Your task is to output the entries below word for word.

(Records excerpted from a collection)
————
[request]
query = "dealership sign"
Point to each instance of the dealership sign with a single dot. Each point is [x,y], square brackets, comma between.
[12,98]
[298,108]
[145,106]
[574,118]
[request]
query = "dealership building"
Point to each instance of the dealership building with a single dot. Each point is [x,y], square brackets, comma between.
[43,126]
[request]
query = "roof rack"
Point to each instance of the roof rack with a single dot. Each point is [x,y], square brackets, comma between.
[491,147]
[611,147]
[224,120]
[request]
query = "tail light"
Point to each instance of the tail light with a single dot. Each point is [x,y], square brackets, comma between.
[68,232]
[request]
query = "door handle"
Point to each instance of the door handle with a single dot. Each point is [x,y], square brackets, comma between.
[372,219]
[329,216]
————
=== REPLY TO THE EXERCISE ===
[request]
query = "dealership sign"
Point to each instance of the dealership sign with a single dot. Each point is [x,y], square brackets, comma between.
[12,98]
[298,108]
[145,106]
[574,118]
[request]
query = "dealership building"
Point to each instance of the dealership building with a single dot. Each point is [x,y], square brackets, comma between.
[43,126]
[request]
query = "roof rack"
Point to each instance of the roof rack with a single dot. Each point is [x,y], square brackets, comma between.
[491,147]
[611,147]
[224,120]
[request]
query = "tail light"
Point to each instance of the tail light with a single dot. Each point is [x,y], square brackets, comma between.
[68,232]
[request]
query = "door handle"
Point to each instance of the door handle with a single dot. Each point is [x,y], square brackets, comma between.
[372,219]
[329,216]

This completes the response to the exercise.